» WHAT TO DO
Please count how many lines in the records below contain the string "background", treating case as significant, and give only that number.

» INPUT ROWS

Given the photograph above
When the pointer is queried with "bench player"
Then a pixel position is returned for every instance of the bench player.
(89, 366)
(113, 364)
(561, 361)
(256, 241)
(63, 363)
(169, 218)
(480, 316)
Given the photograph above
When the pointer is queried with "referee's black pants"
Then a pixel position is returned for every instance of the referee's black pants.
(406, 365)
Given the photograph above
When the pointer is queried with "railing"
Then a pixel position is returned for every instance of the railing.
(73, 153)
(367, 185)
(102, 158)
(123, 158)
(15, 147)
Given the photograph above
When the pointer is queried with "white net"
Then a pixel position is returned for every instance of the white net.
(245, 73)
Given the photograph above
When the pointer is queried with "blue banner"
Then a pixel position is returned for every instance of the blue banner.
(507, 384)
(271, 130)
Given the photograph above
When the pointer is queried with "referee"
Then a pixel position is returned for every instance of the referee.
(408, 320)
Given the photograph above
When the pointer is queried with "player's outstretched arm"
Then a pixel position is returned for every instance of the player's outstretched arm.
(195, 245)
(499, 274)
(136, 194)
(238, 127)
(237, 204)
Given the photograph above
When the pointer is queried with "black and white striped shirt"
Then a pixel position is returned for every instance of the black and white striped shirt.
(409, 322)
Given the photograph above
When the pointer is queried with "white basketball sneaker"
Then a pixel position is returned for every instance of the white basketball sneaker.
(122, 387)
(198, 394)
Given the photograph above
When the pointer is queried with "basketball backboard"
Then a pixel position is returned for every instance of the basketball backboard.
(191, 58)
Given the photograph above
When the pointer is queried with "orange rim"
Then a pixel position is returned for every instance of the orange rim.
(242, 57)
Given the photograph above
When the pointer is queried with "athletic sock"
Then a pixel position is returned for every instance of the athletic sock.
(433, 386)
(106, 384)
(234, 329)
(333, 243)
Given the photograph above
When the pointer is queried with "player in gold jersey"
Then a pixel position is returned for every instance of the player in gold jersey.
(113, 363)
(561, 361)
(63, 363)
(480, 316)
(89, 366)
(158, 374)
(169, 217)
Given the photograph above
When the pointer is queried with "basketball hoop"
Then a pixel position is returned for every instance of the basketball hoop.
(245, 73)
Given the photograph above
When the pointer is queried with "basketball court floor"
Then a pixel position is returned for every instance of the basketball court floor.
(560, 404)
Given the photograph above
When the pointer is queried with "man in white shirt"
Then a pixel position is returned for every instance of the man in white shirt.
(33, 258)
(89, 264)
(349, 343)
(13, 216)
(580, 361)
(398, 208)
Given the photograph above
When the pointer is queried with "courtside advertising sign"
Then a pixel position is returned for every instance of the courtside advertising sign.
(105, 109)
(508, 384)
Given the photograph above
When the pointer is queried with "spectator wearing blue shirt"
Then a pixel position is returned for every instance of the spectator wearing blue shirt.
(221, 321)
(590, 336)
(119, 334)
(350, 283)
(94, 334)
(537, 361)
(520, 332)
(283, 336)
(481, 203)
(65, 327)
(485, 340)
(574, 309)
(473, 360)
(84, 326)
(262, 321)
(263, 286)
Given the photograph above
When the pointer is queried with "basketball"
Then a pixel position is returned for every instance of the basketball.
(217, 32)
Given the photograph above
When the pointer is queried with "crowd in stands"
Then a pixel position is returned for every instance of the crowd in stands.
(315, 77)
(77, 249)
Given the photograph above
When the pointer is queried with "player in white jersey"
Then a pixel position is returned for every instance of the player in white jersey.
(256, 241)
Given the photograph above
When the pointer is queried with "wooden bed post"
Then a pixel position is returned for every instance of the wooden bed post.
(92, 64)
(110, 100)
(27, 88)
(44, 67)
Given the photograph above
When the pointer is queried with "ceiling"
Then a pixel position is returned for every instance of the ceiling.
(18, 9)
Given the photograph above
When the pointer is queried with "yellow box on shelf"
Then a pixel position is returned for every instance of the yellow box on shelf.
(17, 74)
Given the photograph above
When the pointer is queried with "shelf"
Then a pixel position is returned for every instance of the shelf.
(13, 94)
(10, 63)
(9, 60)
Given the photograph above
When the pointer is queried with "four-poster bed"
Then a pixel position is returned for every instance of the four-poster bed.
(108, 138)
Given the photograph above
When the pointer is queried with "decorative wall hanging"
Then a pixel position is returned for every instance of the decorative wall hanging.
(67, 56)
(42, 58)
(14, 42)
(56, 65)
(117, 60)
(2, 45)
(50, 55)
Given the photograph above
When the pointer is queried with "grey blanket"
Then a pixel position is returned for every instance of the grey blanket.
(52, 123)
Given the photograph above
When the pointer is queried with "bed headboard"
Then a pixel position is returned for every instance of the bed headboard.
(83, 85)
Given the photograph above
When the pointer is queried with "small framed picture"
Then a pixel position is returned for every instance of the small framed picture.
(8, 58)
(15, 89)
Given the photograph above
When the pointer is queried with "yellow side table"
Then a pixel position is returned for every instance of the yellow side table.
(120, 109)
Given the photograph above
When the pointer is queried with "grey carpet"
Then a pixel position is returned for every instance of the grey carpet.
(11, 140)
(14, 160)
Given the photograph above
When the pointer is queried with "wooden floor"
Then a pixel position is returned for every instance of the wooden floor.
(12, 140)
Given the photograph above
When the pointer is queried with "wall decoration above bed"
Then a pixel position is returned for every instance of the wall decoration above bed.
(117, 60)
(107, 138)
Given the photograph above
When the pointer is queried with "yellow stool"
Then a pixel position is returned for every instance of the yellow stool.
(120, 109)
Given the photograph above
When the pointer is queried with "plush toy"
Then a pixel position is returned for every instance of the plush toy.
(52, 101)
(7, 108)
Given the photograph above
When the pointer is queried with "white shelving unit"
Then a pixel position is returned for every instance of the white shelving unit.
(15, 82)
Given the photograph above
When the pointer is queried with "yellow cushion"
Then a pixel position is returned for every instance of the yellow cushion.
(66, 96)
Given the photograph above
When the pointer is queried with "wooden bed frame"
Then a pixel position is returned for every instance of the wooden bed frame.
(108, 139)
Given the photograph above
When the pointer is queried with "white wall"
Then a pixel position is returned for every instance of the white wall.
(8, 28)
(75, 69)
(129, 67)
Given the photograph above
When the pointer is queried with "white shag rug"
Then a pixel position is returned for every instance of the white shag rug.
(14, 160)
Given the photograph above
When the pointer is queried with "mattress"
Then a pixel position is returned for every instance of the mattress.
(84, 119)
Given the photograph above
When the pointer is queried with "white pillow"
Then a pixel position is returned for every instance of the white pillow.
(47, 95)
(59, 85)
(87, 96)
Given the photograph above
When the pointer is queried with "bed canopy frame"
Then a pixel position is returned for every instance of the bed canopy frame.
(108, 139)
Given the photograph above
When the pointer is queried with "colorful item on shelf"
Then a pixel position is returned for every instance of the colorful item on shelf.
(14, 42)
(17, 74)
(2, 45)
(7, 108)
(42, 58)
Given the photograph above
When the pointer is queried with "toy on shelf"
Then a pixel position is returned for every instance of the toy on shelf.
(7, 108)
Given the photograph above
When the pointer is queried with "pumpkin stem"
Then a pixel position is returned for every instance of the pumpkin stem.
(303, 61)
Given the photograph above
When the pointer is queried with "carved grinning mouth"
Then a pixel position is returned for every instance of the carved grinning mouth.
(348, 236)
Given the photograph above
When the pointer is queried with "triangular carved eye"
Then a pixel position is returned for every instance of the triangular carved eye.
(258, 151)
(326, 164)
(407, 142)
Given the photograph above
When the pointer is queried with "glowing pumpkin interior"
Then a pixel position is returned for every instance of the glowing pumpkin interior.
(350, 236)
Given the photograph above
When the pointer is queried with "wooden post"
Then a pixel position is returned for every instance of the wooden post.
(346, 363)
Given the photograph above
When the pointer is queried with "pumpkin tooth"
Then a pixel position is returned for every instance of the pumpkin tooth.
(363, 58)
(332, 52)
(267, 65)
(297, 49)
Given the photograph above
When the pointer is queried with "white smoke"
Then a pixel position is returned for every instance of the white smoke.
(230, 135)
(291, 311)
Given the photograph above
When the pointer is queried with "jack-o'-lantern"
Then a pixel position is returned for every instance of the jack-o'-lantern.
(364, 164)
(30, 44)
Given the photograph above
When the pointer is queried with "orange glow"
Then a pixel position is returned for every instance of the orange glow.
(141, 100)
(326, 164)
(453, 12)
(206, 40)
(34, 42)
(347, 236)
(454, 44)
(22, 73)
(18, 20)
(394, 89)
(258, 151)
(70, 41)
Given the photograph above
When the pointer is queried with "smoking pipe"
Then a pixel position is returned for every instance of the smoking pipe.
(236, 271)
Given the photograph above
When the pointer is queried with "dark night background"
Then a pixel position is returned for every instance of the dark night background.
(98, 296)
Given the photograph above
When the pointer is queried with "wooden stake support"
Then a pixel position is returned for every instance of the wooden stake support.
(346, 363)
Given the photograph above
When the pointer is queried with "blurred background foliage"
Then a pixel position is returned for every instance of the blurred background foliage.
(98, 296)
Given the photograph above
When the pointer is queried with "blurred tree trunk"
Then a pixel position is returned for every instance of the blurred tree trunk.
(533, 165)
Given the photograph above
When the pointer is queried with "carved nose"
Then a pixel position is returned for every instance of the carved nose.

» EXERCISE OUTPUT
4